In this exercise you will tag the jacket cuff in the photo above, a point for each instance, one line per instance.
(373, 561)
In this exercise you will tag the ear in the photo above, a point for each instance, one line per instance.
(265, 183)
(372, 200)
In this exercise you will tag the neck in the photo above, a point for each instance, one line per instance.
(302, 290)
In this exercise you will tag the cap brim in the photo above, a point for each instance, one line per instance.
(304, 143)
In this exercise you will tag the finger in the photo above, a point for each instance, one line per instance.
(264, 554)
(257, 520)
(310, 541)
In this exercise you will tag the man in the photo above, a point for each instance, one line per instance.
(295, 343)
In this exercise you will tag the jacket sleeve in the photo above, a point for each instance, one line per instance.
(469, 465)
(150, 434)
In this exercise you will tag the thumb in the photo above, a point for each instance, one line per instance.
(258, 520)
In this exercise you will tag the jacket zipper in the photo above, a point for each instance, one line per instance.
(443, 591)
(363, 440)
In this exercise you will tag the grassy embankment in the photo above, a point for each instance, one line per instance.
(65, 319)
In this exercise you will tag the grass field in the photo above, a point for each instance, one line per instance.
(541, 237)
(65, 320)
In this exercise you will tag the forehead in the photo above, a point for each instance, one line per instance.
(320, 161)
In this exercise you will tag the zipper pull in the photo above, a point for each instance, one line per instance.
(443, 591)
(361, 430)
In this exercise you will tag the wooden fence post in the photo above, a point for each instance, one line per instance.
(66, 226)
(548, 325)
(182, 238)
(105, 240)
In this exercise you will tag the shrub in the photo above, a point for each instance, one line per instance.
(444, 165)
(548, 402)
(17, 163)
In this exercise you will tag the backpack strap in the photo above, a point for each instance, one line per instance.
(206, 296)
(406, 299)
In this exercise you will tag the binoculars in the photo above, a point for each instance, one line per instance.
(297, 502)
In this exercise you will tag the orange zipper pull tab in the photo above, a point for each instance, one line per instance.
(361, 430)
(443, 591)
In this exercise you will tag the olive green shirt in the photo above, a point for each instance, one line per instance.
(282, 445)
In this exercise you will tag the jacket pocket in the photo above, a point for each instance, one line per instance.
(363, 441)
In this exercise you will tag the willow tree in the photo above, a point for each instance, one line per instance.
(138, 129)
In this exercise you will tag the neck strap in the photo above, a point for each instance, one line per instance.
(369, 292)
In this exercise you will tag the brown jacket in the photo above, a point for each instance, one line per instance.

....

- [Exercise details]
In the records above, locate the line that contains "In this exercise you will tag the binoculars". Repeat it and every line after it, exactly, and nothing else.

- [Complete response]
In this exercise you will tag the binoculars in the photo above, a point for each instance, one line per instance.
(297, 502)
In this exercise you will tag the orange zipper pull tab in the photo above, a point for each instance, one line per instance.
(361, 430)
(443, 591)
In this exercise you will tag the olive green shirt in the photo above, a point for each instance, one line per instance.
(282, 445)
In this exercise you will tag the jacket pocket in the photo above, a point for each instance, one line per instance.
(363, 441)
In this exercise you will tag the willow tree in the photo above, a point for each instance, one line per instance.
(138, 129)
In this exercise you will tag the neck strap in the photo above, a point for each instance, one line per instance.
(369, 292)
In this exercise you will tag the brown jacket in the photo above, a point for each instance, one line per instance.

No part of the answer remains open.